▸ **Description of the task**
Output every line of the data exactly as it appears.

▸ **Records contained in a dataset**
** Begin **

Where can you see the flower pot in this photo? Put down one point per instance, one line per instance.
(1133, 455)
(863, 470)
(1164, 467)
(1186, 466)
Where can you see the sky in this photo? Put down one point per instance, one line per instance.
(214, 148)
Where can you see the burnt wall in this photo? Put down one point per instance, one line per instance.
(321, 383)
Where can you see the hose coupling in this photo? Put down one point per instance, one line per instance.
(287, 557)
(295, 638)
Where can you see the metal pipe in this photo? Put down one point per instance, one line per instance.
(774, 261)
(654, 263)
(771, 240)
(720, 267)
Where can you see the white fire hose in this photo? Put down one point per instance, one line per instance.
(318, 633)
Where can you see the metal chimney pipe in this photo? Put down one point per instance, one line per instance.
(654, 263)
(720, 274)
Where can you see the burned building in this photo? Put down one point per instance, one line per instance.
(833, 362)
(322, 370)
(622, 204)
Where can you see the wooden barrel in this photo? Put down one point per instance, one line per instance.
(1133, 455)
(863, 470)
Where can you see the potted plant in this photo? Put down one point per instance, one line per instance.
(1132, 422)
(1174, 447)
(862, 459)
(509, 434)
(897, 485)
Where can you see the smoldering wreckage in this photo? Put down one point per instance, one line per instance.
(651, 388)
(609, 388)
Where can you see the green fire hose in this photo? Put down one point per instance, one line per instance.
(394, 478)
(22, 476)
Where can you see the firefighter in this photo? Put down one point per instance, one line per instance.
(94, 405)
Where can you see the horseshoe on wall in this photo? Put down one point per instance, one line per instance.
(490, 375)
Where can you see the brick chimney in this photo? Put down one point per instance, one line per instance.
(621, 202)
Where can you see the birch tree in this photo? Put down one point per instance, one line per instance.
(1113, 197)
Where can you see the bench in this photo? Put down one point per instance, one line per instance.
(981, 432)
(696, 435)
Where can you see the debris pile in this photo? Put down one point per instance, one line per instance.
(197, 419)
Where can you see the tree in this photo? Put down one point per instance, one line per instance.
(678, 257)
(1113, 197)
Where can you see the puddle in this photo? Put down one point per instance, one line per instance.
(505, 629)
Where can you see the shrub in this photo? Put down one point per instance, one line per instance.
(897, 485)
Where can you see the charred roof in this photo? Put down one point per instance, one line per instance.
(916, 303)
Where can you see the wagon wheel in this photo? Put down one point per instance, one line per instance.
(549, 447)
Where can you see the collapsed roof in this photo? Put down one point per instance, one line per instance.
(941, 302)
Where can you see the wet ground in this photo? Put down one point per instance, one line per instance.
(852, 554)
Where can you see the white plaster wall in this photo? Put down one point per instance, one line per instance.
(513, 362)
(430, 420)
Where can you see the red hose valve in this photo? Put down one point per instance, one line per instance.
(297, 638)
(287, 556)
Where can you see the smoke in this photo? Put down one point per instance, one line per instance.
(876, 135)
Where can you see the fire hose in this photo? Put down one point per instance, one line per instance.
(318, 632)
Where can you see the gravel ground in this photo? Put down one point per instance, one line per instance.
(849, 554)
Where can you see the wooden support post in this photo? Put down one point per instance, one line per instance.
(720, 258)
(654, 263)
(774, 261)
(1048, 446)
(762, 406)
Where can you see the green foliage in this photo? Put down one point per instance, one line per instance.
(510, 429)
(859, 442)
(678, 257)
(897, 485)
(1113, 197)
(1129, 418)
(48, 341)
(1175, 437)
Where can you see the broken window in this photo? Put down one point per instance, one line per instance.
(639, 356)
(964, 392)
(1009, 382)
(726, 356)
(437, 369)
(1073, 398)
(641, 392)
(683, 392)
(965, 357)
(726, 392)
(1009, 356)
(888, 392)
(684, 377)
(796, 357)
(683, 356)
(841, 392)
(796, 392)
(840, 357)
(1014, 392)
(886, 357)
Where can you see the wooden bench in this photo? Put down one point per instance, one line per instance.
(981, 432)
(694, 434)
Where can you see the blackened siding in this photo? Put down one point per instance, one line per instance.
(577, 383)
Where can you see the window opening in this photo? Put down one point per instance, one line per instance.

** End **

▸ **Result of this task**
Where can you see the flower pot in this photo? Put down one point per instance, one line per instance.
(1133, 455)
(863, 470)
(1164, 467)
(1186, 466)
Where can you see the sky in this photo? Put down one point per instance, one line per instance.
(214, 148)
Where can you see the burnt wall in this photo? Put down one point per instance, one line per instance.
(321, 383)
Where can you see the hose coupling in this photo? Put down one point per instance, one line per instance.
(287, 557)
(295, 638)
Where can you see the metal pipe in this photo? Put down one point per instance, one line per instance.
(774, 261)
(654, 263)
(771, 240)
(720, 267)
Where can you see the white fire hose in this photo? Put down one point per instance, one line per instance.
(318, 633)
Where can you see the metal chimney pipe in this photo? Put down one point per instance, one line per instance.
(654, 263)
(720, 274)
Where can you see the burned building in this photo? Put down one point per instance, one line per instance.
(833, 362)
(322, 370)
(622, 204)
Where can you see the wooden barrel in this photo? Put down one point per instance, one line per instance.
(1133, 455)
(863, 470)
Where can you see the potted plant in this photo? Put down one point per instance, one line per instance.
(1132, 422)
(1174, 447)
(862, 459)
(509, 434)
(897, 485)
Where can you see the smoldering wreckage in this photo? Put down one point per instance, one line per instance.
(651, 388)
(609, 388)
Where can you see the green fire hose in this photo? Put down one point per instance, one line per instance.
(394, 478)
(22, 476)
Where can you see the firefighter in this photo? Put down one point per instance, one line per instance.
(94, 405)
Where can you see the horseshoe on wall in this photo? Put down one point per instance, one line per instance.
(490, 375)
Where can you see the brick chimney in this photo? Put down one point per instance, one line per instance.
(621, 202)
Where can you see the birch tree in this photo? Put down one point per instance, one line per instance.
(1113, 197)
Where can you see the bench in this photo? Put down one point per instance, one line per instance.
(981, 432)
(696, 435)
Where can you see the debris pile in this photo? Put down one point per instance, one line per instance.
(197, 419)
Where can you see the tree in this photo? Put down one point per instance, one line per instance.
(678, 257)
(1113, 197)
Where can you see the puddle in this photo? Put down one point per instance, one line per instance.
(505, 629)
Where can you see the shrub in this photo? Put down one point per instance, one line per instance.
(897, 485)
Where can you see the charred roof in this photo? Put down one point per instance, one line per instance.
(916, 303)
Where can you see the wagon wheel in this photo? Put down one point per instance, one line per instance.
(549, 447)
Where can you see the collapsed roof in this photo? Put down one point per instance, one line per instance.
(941, 302)
Where can you see the wet ground in this photo? Put down one point per instance, one line per instance.
(852, 554)
Where can you see the white plaster wall in this photo? Put down one point per instance, one line per instance.
(513, 362)
(430, 420)
Where can you see the red hose valve in this photo? Put down one point per instance, one line per instance.
(297, 638)
(287, 556)
Where can you see the smoke in this photo? Put down one point per instance, one line per instance.
(876, 135)
Where can you see the fire hose in this photo? Put down one point per instance, one line per instance.
(318, 632)
Where can you see the gravel ground in this photo? Put down one point per instance, one line per instance.
(849, 554)
Where can you see the wooden support post in this photo? Put down one point per instance, one line per instance.
(720, 258)
(654, 263)
(774, 261)
(1048, 446)
(762, 406)
Where can you see the green foliage in this photo? Put down one point per instance, one line per instance.
(510, 429)
(859, 442)
(678, 257)
(897, 485)
(1113, 197)
(1129, 418)
(48, 341)
(1175, 437)
Where can you see the broken window in this photo? Put down one point per instance, one line per instance.
(639, 356)
(964, 392)
(1009, 382)
(726, 356)
(437, 369)
(1073, 398)
(641, 392)
(683, 392)
(965, 357)
(726, 392)
(1009, 356)
(888, 392)
(684, 377)
(796, 357)
(683, 356)
(841, 392)
(796, 392)
(840, 357)
(1014, 392)
(886, 357)
Where can you see the wooden bench in this photo? Put down one point per instance, one line per instance.
(981, 432)
(694, 434)
Where can you see the blackened siding in this photo? Put down one point per instance, one line per instance.
(577, 383)
Where can you see the window opening in this photo? Put down one point per instance, one line per instance.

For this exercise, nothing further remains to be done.